### Records to process ###

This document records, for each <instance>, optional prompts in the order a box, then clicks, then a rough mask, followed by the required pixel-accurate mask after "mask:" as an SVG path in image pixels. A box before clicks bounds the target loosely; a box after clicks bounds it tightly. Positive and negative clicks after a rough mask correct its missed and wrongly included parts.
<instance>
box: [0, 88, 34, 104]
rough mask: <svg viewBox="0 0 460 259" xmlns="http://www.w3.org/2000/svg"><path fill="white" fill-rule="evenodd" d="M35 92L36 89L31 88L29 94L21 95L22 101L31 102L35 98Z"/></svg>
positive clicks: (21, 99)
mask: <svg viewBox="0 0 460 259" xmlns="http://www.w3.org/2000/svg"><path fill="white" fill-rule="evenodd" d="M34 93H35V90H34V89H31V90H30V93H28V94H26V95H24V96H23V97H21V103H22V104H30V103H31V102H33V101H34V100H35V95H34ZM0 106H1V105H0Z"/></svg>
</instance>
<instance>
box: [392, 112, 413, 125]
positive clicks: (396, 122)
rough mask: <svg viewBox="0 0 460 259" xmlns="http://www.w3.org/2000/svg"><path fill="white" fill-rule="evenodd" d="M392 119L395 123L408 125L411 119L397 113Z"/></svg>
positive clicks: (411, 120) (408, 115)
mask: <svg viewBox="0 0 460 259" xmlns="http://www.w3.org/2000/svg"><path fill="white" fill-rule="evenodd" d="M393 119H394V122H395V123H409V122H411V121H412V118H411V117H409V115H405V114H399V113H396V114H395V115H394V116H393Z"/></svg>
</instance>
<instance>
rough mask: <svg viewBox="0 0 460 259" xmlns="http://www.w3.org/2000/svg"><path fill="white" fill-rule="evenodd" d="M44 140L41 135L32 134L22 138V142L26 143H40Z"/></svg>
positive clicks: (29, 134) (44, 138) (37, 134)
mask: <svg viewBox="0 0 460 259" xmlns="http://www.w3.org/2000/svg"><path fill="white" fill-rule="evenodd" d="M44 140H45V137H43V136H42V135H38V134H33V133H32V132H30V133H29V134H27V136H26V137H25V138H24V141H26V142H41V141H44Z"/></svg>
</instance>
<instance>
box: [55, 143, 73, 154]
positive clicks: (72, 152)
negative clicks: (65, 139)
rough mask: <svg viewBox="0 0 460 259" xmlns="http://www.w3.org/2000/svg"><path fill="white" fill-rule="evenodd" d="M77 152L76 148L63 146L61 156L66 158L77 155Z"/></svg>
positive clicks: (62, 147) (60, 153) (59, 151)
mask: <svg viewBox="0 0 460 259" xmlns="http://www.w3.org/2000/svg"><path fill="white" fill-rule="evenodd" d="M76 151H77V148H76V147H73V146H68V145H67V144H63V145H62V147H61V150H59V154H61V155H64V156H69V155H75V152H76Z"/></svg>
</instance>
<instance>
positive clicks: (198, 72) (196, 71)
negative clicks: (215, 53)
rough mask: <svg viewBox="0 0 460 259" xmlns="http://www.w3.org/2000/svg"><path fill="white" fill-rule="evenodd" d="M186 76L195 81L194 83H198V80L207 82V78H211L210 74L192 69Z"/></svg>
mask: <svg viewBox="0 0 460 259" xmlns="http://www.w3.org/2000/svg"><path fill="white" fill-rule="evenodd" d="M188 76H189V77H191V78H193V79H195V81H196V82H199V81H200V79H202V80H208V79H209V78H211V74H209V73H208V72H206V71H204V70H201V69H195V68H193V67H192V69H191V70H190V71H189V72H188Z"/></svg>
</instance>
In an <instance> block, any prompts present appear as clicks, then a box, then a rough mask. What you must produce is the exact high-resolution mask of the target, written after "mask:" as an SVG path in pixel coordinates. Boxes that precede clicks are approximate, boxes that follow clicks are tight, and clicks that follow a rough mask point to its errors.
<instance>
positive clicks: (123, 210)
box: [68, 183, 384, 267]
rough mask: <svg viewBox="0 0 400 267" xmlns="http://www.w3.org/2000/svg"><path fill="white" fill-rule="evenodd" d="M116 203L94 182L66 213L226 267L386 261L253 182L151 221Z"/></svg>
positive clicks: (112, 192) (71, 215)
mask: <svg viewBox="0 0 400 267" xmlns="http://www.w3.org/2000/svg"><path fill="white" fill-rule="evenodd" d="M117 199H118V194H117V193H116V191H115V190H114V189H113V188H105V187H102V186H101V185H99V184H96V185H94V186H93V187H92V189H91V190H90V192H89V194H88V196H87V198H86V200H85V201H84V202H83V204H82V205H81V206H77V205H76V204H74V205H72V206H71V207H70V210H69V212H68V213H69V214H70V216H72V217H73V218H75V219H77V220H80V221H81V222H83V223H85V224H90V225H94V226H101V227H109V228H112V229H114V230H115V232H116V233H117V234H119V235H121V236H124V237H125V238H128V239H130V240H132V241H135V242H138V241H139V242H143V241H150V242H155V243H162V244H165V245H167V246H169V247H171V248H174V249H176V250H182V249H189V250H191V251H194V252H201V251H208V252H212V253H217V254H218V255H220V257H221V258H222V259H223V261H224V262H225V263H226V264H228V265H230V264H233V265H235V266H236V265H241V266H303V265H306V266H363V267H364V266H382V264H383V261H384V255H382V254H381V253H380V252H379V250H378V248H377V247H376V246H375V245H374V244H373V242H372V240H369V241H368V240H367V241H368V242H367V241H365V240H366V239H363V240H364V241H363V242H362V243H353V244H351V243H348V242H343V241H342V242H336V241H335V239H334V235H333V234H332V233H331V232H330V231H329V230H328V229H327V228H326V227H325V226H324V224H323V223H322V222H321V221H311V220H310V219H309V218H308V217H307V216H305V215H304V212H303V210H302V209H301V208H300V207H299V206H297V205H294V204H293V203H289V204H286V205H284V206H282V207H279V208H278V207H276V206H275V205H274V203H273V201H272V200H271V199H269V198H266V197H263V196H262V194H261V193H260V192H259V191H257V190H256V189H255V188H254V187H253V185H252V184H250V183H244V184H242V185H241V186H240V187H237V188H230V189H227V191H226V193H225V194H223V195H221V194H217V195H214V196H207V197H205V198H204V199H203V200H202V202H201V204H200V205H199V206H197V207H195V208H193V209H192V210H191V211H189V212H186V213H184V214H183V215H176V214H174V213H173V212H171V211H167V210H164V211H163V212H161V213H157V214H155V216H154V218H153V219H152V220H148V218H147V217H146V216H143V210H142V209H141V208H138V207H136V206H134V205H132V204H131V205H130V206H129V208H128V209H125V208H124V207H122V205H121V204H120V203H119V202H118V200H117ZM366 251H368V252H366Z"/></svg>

###

(Your goal):
Tally the lines of the data above that contain the word "target". How many are there? Reply with the number only.

(Exercise response):
2